[START OF DATA FOR THIS TASK]
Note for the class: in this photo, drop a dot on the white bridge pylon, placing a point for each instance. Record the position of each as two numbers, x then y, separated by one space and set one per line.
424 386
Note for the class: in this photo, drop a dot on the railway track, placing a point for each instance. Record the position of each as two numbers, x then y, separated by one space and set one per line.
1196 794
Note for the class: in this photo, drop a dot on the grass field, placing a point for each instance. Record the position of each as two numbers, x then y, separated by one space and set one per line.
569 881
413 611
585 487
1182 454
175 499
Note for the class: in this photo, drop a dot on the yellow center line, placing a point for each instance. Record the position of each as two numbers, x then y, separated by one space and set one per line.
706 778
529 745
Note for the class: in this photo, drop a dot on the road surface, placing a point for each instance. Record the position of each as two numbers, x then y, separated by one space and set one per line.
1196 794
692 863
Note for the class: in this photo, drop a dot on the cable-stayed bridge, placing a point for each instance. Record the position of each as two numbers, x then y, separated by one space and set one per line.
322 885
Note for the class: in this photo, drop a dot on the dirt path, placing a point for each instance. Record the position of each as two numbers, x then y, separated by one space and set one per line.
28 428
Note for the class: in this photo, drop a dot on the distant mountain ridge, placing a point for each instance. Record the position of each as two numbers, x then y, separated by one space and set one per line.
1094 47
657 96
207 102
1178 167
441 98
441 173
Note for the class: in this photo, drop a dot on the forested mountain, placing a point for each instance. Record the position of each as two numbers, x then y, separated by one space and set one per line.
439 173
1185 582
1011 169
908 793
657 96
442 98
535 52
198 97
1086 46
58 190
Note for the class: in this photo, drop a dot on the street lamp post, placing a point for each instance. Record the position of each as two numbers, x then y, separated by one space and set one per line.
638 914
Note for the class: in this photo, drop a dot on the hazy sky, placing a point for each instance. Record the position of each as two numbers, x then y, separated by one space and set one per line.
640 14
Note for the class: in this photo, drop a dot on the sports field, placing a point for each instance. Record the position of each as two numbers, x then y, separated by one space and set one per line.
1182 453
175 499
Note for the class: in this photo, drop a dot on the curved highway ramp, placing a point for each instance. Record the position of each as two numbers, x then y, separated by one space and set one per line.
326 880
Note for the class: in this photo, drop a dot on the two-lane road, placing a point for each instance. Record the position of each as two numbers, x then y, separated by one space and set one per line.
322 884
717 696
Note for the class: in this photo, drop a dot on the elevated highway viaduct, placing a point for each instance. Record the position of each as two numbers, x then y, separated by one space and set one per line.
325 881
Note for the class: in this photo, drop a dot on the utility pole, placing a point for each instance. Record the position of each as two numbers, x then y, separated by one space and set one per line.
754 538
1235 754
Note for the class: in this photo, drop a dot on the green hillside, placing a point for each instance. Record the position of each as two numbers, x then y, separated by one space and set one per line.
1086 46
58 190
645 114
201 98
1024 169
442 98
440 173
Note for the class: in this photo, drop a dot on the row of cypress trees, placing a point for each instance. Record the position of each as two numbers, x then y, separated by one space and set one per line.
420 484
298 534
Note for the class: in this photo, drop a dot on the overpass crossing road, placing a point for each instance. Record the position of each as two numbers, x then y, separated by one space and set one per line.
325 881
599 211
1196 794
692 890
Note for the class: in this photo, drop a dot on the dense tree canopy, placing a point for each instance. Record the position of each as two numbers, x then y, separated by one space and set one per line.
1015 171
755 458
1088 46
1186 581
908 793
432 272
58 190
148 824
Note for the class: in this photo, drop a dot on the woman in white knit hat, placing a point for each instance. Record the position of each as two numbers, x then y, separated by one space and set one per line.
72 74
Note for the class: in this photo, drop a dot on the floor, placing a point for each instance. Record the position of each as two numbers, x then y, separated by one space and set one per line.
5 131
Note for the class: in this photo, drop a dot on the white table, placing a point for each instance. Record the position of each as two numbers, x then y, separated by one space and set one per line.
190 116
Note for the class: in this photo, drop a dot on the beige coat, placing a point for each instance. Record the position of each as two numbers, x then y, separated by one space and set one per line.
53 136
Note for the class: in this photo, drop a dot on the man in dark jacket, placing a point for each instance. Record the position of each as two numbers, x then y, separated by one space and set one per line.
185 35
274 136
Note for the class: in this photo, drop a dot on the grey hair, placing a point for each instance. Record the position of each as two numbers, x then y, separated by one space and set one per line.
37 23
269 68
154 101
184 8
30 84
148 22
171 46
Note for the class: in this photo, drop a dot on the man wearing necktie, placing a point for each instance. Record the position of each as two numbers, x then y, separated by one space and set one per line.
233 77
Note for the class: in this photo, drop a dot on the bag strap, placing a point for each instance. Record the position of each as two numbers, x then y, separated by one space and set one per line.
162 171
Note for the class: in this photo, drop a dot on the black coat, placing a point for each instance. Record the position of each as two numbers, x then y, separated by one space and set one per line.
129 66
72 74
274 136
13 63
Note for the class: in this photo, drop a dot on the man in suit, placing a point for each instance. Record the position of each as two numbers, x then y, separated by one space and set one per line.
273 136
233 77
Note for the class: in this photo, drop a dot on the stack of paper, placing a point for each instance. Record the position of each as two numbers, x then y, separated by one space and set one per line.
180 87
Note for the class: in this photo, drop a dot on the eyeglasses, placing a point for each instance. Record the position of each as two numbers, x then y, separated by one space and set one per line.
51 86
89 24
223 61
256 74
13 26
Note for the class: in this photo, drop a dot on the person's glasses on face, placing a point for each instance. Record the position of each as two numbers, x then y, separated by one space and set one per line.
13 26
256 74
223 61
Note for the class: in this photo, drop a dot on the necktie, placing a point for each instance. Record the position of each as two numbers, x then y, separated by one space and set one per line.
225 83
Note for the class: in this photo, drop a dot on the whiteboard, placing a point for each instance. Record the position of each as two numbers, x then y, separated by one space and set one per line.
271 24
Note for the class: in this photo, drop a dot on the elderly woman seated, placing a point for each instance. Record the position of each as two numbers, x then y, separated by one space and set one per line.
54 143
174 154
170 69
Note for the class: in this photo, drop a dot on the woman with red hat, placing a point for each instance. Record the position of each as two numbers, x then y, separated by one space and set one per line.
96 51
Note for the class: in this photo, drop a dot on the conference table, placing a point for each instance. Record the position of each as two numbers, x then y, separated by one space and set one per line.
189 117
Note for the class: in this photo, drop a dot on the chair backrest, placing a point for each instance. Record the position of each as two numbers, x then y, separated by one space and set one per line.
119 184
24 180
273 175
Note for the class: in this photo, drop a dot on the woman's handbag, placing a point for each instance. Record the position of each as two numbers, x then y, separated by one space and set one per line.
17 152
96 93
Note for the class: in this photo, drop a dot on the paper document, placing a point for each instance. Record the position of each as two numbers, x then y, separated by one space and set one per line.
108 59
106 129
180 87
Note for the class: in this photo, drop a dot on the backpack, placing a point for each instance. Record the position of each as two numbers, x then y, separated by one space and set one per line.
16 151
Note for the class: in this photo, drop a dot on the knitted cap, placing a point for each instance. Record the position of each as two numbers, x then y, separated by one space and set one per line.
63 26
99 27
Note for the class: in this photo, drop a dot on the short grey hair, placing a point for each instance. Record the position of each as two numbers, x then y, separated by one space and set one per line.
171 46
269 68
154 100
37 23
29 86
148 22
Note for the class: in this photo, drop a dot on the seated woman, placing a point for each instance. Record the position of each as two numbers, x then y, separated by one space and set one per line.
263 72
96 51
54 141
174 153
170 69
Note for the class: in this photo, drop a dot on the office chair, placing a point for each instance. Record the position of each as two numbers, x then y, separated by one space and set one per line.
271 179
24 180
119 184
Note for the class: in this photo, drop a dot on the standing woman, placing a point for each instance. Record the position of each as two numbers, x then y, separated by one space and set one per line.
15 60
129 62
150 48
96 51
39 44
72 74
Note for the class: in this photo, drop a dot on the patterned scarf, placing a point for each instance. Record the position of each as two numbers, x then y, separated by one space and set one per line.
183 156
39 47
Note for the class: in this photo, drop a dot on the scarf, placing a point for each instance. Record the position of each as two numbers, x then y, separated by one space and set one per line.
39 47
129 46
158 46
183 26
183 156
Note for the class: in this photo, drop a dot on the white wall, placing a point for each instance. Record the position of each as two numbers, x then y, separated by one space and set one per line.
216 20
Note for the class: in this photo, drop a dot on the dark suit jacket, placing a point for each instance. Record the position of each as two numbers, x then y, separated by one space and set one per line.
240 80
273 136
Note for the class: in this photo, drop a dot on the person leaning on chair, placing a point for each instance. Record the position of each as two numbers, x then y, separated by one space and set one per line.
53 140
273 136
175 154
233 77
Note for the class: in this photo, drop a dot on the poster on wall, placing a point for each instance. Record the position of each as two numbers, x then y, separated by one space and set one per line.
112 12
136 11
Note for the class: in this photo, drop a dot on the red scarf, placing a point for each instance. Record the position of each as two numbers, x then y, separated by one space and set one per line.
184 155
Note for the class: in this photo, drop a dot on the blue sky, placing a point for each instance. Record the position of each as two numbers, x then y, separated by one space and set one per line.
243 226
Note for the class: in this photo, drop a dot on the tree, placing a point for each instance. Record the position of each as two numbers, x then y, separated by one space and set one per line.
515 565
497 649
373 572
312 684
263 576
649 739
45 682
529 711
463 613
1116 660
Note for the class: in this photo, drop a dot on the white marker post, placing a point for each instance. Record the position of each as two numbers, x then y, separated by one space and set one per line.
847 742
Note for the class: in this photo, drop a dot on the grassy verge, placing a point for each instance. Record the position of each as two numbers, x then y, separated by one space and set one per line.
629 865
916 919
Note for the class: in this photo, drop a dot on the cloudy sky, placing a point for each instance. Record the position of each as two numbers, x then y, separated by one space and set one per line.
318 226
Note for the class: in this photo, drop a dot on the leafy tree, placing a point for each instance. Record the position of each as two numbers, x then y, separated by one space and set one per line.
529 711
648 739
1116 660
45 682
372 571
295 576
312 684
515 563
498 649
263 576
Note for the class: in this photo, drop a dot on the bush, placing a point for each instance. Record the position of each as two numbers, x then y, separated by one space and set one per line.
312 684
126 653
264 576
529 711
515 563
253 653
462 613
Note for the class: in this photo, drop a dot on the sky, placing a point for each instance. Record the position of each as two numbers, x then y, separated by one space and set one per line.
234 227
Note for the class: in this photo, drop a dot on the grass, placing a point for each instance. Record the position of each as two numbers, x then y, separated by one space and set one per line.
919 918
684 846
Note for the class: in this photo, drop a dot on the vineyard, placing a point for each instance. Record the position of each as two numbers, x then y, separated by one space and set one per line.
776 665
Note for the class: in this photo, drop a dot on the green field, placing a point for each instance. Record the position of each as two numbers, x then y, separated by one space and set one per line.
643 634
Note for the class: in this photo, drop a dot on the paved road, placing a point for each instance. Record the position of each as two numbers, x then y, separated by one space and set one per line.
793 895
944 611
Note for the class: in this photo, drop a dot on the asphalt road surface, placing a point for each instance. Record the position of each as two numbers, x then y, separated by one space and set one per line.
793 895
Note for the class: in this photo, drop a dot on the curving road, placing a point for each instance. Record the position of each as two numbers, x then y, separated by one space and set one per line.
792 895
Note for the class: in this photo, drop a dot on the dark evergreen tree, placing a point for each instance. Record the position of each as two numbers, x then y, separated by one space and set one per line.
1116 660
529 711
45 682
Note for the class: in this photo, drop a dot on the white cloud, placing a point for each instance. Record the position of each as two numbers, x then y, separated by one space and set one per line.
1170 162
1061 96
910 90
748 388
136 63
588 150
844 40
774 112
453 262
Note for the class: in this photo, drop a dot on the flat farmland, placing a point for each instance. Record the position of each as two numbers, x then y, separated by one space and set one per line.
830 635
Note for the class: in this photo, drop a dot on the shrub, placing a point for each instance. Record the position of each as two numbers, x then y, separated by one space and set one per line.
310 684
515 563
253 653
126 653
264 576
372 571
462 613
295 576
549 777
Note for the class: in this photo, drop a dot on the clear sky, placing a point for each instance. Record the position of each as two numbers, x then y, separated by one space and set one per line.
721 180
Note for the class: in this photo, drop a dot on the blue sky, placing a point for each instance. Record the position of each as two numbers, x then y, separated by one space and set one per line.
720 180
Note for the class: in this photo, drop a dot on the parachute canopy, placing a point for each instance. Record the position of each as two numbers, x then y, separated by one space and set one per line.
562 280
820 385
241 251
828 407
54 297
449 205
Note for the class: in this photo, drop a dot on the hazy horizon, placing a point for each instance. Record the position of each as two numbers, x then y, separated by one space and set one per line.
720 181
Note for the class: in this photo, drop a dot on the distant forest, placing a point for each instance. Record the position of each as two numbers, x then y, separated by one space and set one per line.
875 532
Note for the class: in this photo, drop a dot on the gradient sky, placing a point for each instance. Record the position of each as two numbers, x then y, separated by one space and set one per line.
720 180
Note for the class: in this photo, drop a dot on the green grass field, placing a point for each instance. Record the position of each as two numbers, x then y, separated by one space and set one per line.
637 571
[END OF DATA FOR THIS TASK]
WORK TO DO
Repeat word for word each line from the one with "white cloud, placing" to the end of the records above, inclusive.

SOLUTION TO THE PROBLEM
Note for the class: in this photo, drop a dot on the white cloud, placing a point for each instance. Record the position of each as two numbers, x then y, separated by one space and set one per line.
1170 162
1061 96
910 90
748 388
136 63
588 150
844 40
774 112
453 262
Note for the class: in this photo, drop a dot on the flat farmland, placing a point for each instance. Record the position of each as two numbers, x then y, separated by one space and set one per line.
830 635
Note for the class: in this photo, drop a dot on the shrub, placing a point for each instance. Record the position of each as two numbers, x then y, separated by one space and set one per line.
310 684
515 563
253 653
126 653
264 576
372 571
462 613
295 576
549 777
Note for the class: in this photo, drop a dot on the clear sky, placing a point for each instance. Record the position of each as two numbers, x then y, separated by one space and set one per line.
721 180
Note for the class: in this photo, drop a dot on the blue sky, placing a point for each instance. Record the position of each as two numbers, x then y, separated by one space and set one per line.
720 180
Note for the class: in this photo, drop a dot on the parachute canopy, placing a point for each instance. Record the position of each as two numbers, x then y, separated by one space and set one per line.
562 280
820 385
241 251
828 407
54 297
449 205
Note for the class: in this photo, drop a dot on the hazy horizon, placing a point for each instance. Record the position of each as two numbers, x then y, separated by one space and set one per line.
720 181
Note for the class: in this photo, drop a dot on the distant forest, placing a point for each instance. Record the position of each as two numbers, x then y, separated by one space and set one per line.
875 532
Note for the class: in this photo, drop a dot on the gradient sky, placing a point for each instance. Record the position of each as two numbers, x then y, separated by one space and set one per line.
720 180
Note for the class: in this photo, drop a dot on the green grass field, placing a point for each instance. Record the position of each as two numbers, x then y, separated by one space and set one per line.
637 571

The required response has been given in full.